A 15-year plan released by Amtrak in 2021 proposed extending the existing Hiawatha rail line connecting Chicago and Milwaukee to include Madison. And, eventually, Amtrak suggested trips could be added to connect Madison to St. Paul and Minneapolis.

Additionally, a 2021 report from the U.S. Department of Transportation identified Madison as a “significant market” that would be “critical to the operational viability” of a passenger train line connecting Chicago to the Twin Cities.

But a lack of buy-in from the Republicans who control Wisconsin’s state Legislature could stop Madison’s hopes for an Amtrak station in their tracks.

Assembly Speaker Robin Vos, R-Rochester, has previously said he opposes using state funding for the proposal.

Madison Transportation Director Tom Lynch says the city would likely be able to move through the potential project’s initial planning phases without state funding.

“There will come a time, you know, (in) several years where we get into the design, final design and construction, and there will need to identify partners and ways to accomplish a local match,” Lynch said. “Those will be larger groupings of money and so we will need to find funding sources for that.”

Lynch estimates it could take six to eight years before an Amtrak station in Madison could be built. And much about such a project, including the final price tag, remains uncertain.

“This is a journey, and we’re just on the first step of the journey,” Lynch said. “Anything that we enjoy starts with the planning, and then it moves on to the, to the design, and then the actual implementation.”

Last year, Madison’s Common Council approved using $120,000 for a study narrowing down potential sites for a Madison Amtrak station. Lynch expects a report from that process to be released this fall.

In all, the mayor’s capital budget proposal for next year includes $266 million to be spent on infrastructure, buildings and other capital projects. The Common Council is set to vote on approval of that capital budget, along with the 2024 operating budget, in November.

Madison has been without a passenger rail station since 1972, when Amtrak discontinued its service to the capital city. Nonetheless, Lynch says he’s optimistic about Madison’s chances for restoration, pointing to the “historic” level of passenger rail funding set aside in Congress’ 2021 infrastructure deal.

“The bipartisan infrastructure law has provided more money for passenger rail than at any time in decades, and so this is a good time to be pursuing some of that,” Lynch said. “It’s been 50 years since we’ve had passenger rail. We’d like to bring it back to Madison.”

Hopes for passenger rail connecting Madison to Milwaukee came close to being realized about a decade ago, when the Obama administration zeroed in on Madison as connection point for high-speed trains. But then-Gov. Scott Walker, a Republican, derailed those plans after he took office in 2011 and rejected $810 million in federal funding allocated to Wisconsin for the project.

Data section »
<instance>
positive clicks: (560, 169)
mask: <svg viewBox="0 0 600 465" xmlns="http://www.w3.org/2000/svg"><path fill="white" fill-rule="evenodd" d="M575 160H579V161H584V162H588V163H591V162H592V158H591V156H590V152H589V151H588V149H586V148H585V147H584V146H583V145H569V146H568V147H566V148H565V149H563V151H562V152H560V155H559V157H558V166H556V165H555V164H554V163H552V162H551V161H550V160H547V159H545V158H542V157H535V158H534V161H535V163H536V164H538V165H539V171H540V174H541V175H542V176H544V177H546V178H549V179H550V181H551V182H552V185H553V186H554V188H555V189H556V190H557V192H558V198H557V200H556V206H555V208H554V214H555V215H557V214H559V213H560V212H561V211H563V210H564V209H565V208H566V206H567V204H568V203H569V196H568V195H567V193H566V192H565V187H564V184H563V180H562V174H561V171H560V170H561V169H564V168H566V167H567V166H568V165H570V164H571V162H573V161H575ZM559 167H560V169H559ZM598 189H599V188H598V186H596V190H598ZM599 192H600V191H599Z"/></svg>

Problem to solve » According to the article on a Madison Amtrak station, since what year has Madison had no passenger rail station? The lines have no connection to the article on bringing an Amtrak station to Madison.

Task output » Since 1972, when Amtrak stopped its service to the city.